╭──

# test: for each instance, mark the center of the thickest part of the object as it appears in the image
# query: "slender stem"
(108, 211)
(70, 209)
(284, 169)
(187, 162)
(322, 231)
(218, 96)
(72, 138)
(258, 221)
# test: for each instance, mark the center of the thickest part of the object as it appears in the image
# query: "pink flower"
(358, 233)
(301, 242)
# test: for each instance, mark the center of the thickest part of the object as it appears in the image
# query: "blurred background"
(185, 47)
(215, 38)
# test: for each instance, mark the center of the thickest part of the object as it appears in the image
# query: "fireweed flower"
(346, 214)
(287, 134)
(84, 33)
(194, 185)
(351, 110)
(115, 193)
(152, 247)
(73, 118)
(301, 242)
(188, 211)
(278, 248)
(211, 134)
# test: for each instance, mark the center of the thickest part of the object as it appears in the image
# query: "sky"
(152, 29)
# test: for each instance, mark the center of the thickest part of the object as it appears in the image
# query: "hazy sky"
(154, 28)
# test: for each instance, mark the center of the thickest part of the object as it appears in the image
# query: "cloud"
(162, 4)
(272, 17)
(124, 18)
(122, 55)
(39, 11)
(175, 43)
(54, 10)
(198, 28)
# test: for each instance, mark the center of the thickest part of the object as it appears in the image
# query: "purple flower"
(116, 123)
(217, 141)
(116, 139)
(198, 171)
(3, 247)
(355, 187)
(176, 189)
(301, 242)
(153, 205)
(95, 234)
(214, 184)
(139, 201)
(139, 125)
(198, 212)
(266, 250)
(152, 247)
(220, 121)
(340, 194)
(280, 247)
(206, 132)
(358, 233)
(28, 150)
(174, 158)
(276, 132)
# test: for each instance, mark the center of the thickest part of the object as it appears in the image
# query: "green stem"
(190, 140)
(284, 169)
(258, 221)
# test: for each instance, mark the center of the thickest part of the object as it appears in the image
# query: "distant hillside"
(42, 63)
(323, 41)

╰──

# How to complete this task
Set every line of the data down again, word for word.

# Solution to the exercise
# test: for each instance, mark the center of the thickest part of the object as it appears in the image
# query: "slender stem"
(108, 211)
(70, 209)
(284, 169)
(187, 162)
(322, 231)
(218, 96)
(72, 138)
(258, 221)
# test: for each instance, mark the center of the thickest part of the object as it appears in the image
# query: "pink flower"
(358, 233)
(301, 242)
# test: for each instance, mark the center of the thickest part of the object as it appears in the image
# query: "blurred background"
(185, 47)
(215, 38)
# test: for each instance, mark the center of the thickest part of the object as it appears in the image
# query: "fireweed flower"
(346, 214)
(287, 134)
(84, 33)
(194, 185)
(351, 110)
(115, 193)
(152, 247)
(73, 118)
(301, 242)
(188, 211)
(278, 248)
(211, 134)
# test: for each instance, mark the center of the thickest part of the object as it appears in the image
# query: "sky"
(152, 29)
# test: for each instance, mark the center of the thickest part of the object as it appears in the image
# query: "hazy sky"
(154, 28)
# test: for each instance, mark the center of the thickest part of the object as it appears in the image
# query: "cloud"
(162, 4)
(272, 17)
(124, 18)
(122, 55)
(39, 11)
(175, 43)
(54, 10)
(198, 28)
# test: for each instance, mark the center of the thickest part of the object as it appears in the image
# query: "purple flower"
(116, 123)
(217, 141)
(116, 139)
(198, 171)
(3, 247)
(355, 187)
(176, 189)
(301, 242)
(153, 205)
(95, 234)
(214, 184)
(139, 201)
(139, 125)
(198, 212)
(266, 250)
(152, 247)
(220, 121)
(340, 194)
(280, 247)
(206, 132)
(358, 233)
(28, 150)
(174, 158)
(276, 132)
# test: for each instance, mark the center of the thickest part of the object as it appears in the image
# query: "green stem"
(190, 140)
(284, 169)
(258, 221)
# test: for each instance, mark the center of the thickest part of the object as it appears in the image
# query: "distant hillside"
(42, 63)
(323, 41)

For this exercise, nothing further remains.